REQUIREMENTS: Give back exactly the lines that run from the line containing "Practice. Pick out the dark wood nightstand" through the end of the listing below. Leave out every other line.

AVAILABLE RECORDS:

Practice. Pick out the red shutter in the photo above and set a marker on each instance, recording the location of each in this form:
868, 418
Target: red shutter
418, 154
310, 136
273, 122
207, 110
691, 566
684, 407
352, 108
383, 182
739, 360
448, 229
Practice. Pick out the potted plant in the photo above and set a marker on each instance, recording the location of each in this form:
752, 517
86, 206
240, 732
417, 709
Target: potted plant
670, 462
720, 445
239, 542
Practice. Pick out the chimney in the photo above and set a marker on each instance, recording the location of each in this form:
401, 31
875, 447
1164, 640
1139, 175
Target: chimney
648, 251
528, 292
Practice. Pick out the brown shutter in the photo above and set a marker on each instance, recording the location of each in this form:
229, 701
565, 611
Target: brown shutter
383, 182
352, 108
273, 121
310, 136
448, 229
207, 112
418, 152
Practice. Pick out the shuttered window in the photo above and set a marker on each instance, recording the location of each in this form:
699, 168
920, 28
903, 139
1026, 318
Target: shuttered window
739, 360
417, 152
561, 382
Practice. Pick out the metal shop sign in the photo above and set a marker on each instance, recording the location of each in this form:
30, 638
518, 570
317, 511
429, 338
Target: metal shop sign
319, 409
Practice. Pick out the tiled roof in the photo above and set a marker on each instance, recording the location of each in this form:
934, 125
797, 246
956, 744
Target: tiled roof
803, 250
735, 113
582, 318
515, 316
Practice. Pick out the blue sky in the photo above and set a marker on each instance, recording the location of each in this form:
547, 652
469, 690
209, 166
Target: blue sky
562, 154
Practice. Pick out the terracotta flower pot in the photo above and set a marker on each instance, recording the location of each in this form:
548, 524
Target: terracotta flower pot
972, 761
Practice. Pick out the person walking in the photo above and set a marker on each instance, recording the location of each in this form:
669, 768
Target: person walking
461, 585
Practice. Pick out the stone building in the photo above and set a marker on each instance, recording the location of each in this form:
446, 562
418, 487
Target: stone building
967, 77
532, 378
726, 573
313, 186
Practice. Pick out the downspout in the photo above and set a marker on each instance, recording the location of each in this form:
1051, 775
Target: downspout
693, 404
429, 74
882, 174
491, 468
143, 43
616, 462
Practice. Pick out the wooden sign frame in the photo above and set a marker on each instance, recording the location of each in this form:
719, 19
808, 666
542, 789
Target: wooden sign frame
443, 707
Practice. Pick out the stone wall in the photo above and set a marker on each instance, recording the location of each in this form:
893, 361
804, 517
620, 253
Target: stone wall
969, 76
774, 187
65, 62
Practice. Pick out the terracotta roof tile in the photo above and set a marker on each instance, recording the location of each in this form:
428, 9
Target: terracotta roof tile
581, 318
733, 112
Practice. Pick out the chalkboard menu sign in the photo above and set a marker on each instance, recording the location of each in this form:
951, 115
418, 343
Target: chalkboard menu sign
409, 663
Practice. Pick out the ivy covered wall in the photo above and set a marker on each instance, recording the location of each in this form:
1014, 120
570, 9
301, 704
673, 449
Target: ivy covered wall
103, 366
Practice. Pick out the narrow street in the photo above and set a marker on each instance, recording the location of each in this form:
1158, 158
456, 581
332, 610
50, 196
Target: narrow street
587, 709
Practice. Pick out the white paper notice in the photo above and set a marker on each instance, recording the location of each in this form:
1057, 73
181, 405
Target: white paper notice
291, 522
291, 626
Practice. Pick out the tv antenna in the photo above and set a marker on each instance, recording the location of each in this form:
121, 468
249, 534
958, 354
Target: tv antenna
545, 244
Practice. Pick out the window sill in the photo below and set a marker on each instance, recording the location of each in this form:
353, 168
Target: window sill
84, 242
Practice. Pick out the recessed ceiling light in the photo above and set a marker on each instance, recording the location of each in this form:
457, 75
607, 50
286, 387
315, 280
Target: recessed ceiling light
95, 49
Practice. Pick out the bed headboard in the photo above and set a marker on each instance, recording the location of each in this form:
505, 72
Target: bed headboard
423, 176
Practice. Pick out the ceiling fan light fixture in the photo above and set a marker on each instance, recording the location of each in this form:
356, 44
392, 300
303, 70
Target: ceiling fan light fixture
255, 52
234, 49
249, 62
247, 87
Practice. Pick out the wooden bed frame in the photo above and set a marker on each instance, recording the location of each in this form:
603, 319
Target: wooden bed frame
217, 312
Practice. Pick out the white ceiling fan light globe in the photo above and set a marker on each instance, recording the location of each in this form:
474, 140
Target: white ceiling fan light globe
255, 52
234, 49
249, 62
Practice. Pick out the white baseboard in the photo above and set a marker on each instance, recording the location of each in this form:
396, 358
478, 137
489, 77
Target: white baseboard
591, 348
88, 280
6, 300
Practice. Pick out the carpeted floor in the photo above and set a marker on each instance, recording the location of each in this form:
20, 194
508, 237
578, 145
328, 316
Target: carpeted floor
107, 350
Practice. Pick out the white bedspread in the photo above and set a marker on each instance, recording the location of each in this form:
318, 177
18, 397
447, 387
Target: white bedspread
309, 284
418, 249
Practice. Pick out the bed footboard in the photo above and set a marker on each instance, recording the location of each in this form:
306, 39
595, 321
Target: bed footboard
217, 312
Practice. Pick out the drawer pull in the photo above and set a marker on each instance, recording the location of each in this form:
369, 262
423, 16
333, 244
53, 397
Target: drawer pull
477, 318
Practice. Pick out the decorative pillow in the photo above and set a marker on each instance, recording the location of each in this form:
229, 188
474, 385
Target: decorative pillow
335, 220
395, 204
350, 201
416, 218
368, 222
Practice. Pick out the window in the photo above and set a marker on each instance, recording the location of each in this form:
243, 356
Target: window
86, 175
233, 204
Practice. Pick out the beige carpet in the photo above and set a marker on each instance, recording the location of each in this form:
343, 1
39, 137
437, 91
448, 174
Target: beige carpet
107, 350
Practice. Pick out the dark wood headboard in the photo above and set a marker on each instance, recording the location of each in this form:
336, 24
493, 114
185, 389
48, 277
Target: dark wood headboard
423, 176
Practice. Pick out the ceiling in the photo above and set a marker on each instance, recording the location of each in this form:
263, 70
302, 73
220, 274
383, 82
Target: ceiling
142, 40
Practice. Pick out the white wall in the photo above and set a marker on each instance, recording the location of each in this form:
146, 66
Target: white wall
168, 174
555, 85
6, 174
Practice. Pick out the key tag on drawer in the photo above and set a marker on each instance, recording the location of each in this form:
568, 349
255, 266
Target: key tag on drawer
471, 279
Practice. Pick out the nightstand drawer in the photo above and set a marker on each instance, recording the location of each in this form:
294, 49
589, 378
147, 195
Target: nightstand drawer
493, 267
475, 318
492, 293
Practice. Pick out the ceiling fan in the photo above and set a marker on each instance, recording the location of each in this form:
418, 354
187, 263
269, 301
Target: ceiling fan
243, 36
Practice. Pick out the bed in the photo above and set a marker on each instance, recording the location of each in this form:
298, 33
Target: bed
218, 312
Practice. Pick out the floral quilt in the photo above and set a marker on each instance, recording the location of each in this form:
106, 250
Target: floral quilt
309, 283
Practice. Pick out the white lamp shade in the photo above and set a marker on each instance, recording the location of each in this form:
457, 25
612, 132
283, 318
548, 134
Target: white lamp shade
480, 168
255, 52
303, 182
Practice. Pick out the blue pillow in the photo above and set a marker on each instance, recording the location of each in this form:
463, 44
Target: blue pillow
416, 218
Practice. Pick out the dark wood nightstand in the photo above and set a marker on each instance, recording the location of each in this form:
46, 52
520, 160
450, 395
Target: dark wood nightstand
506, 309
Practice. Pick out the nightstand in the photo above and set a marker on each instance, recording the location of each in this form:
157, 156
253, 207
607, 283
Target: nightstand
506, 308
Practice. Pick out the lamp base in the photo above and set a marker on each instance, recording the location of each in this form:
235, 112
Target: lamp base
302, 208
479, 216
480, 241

ANSWER FOR THIS EXERCISE:
Practice. Pick out the dark wood nightstand in the photo above and set a marker on each instance, recording the location of each in this form:
46, 52
520, 160
450, 395
Target: dark wood nightstand
506, 309
Practice. Pick out the nightstand in the photo above and set a marker on each instance, recording the location of each in this form:
157, 156
253, 207
607, 283
Target: nightstand
506, 308
Practice. Pick out the lamp base in the photo above and set a marker on each instance, recording the location of each in this form:
235, 112
Target: lamp base
302, 208
479, 216
480, 241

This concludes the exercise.